Required action | Output all of the entries exactly as written.

Referring expression pointing data
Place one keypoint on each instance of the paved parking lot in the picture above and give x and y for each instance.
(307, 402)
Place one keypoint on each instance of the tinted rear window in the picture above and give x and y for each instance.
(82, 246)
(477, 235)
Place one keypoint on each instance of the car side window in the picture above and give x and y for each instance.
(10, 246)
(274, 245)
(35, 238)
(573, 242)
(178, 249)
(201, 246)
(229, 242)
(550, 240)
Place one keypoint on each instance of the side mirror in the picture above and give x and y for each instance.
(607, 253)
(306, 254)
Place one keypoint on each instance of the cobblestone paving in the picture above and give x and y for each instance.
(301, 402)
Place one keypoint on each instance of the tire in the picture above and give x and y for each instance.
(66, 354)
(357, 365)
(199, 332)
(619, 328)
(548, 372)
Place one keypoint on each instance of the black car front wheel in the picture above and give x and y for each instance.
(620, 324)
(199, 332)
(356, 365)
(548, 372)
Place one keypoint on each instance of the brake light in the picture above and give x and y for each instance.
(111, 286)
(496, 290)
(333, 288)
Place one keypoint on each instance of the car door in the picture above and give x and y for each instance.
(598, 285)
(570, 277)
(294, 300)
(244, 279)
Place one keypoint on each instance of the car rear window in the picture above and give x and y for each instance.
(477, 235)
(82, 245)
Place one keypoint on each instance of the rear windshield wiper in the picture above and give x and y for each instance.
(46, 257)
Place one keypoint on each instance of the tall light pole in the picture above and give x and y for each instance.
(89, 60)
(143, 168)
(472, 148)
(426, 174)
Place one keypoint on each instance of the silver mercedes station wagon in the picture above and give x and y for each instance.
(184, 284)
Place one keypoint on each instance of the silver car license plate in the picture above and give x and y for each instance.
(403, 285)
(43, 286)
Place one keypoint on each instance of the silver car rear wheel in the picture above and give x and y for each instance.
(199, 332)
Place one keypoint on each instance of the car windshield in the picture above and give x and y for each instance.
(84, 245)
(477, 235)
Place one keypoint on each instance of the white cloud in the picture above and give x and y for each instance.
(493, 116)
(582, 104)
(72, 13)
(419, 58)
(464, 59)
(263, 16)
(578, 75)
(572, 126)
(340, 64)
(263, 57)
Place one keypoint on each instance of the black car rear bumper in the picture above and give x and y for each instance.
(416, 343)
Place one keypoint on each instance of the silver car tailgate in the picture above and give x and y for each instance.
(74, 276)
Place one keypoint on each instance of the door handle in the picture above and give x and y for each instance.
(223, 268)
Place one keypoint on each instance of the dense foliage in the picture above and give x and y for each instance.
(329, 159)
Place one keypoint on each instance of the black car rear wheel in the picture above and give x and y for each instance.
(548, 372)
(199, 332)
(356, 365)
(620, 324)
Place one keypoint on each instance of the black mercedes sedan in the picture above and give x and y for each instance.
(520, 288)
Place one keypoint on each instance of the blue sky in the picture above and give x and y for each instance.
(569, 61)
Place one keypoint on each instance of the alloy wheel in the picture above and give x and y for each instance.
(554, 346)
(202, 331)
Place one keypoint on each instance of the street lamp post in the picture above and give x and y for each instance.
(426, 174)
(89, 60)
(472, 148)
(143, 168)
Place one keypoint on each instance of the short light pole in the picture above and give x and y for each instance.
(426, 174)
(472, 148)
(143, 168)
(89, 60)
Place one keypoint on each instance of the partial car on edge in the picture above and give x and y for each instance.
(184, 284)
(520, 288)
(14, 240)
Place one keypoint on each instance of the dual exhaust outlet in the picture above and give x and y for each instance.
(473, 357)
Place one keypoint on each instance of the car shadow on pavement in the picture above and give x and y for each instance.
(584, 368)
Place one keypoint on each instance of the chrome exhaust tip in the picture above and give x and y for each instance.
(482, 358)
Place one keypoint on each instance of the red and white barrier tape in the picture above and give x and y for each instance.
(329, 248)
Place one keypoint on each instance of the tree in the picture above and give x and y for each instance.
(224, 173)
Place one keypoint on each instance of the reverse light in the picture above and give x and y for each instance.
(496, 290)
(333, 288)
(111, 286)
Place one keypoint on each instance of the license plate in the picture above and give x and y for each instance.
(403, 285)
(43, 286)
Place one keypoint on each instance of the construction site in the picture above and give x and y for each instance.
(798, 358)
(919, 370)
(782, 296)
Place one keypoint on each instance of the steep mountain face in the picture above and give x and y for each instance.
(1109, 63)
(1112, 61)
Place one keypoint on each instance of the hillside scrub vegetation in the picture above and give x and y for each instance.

Answer |
Place one keypoint on each instance of the paved parking lot in the picture above and give x and y for each instance.
(307, 402)
Place one keypoint on each instance of the tinted rear window in the picture above and give x and y for each instance.
(82, 246)
(477, 235)
Place one keypoint on each instance of the car side window in the picture above and give x and y for each instance.
(10, 246)
(274, 245)
(35, 238)
(573, 242)
(178, 249)
(201, 246)
(229, 242)
(550, 240)
Place one keypoint on each instance of the side mirror in the picture above and give x and y for each instance.
(607, 253)
(306, 254)
Place one keypoint on each instance of the cobblestone paving in the picture above and give x and y for each instance.
(301, 402)
Place one keypoint on each instance of the tire in the picture above and give x and y for each instance.
(66, 354)
(357, 365)
(199, 332)
(619, 328)
(548, 372)
Place one keypoint on each instance of the black car front wheel in the picture above and give x and y for each instance.
(620, 324)
(199, 332)
(356, 365)
(548, 372)
Place one keypoint on each instance of the brake light in the picture above and give x and y for each instance.
(111, 286)
(496, 290)
(333, 288)
Place one keypoint on each instance of the car door in the picture above and give x and y for each instance.
(598, 285)
(570, 277)
(294, 300)
(244, 279)
Place one keypoint on each instance of the car rear window in the picture above and give x and y for each instance.
(477, 235)
(82, 245)
Place one keypoint on each instance of the rear windshield wiper in the picture above and give x and y for each instance.
(46, 257)
Place one keypoint on each instance of the tall light pole in the picture above and give x and y for each instance.
(89, 60)
(143, 168)
(472, 148)
(426, 174)
Place one keypoint on each instance of the silver mercedes station wagon in the picture above and give x and y for each instance.
(184, 284)
Place one keypoint on each instance of the silver car license plate in the picture above and give x and y for each instance.
(403, 285)
(43, 286)
Place one keypoint on each instance of the silver car rear wheel in the picture above and give x and y for each instance.
(199, 332)
Place one keypoint on each instance of the car windshield in the picture above and give x and y for each instance.
(84, 245)
(477, 235)
Place one keypoint on each instance of the white cloud in the picture above and give x and y for each instance.
(493, 116)
(582, 104)
(72, 13)
(419, 58)
(464, 59)
(263, 16)
(578, 75)
(572, 126)
(340, 64)
(263, 57)
Place one keypoint on each instance of the black car rear bumper in the picture above and give x and y for each instance.
(416, 343)
Place one keypoint on each instance of the silver car tailgate in the picture above and give x and y for each instance.
(74, 276)
Place one keypoint on each instance of the door handle in the picture above and give x and y for each instance.
(223, 268)
Place one keypoint on each instance of the dense foliage in the picture above and give x and y for each instance.
(329, 159)
Place one keypoint on each instance of the black car rear wheel in the picture above and give x and y for each instance.
(548, 372)
(199, 332)
(356, 365)
(620, 324)
Place one keypoint on each instance of the black mercedes sedan in the picture above and give x and y for each instance.
(520, 288)
Place one keypoint on each instance of the blue sky in the picture above and give x and y for each instance.
(569, 61)
Place one keypoint on each instance of the alloy wheel in the picture above and give x and y for each instance.
(554, 346)
(202, 331)
Place one keypoint on each instance of the street lamp post in the picture above and give x and y for each instance.
(426, 174)
(89, 60)
(472, 148)
(143, 168)
Place one keypoint on each instance of the short light pole in the picture above and give x and y for each instance.
(426, 174)
(472, 148)
(143, 168)
(89, 60)
Place one keypoint on each instance of the partial car on edge in the picture above and give x and y for each instance.
(184, 284)
(520, 288)
(14, 240)
Place one keypoint on each instance of the dual exhaust outlet in the picture above and give x and y for each instance.
(473, 357)
Place one keypoint on each instance of the car shadow on pavement in the picture above and give x and y for each instance.
(584, 368)
Place one keypoint on each instance of the chrome exhaust tip in the picture above and give x and y for each instance.
(482, 358)
Place one keypoint on each instance of the red and white barrier tape in the picture above and give x and y for each instance.
(329, 248)
Place one keypoint on each instance of the tree in the picture above and give x and y for each instance.
(224, 173)
Place one keypoint on each instance of the reverse light in the picture above and give x and y for each instance.
(496, 290)
(333, 288)
(111, 286)
Place one keypoint on each instance of the license plate in the picture above and give x and y for each instance.
(403, 285)
(43, 286)
Place one keypoint on each instance of the construction site in the picture above and give x and y for each instance.
(798, 358)
(919, 370)
(782, 296)
Place one keypoint on each instance of the steep mountain face in the picture above and give x and y for each instance.
(1109, 63)
(1112, 61)
Place one keypoint on each instance of the hillside scrub vegetation in the picture above and give x and y for each instance.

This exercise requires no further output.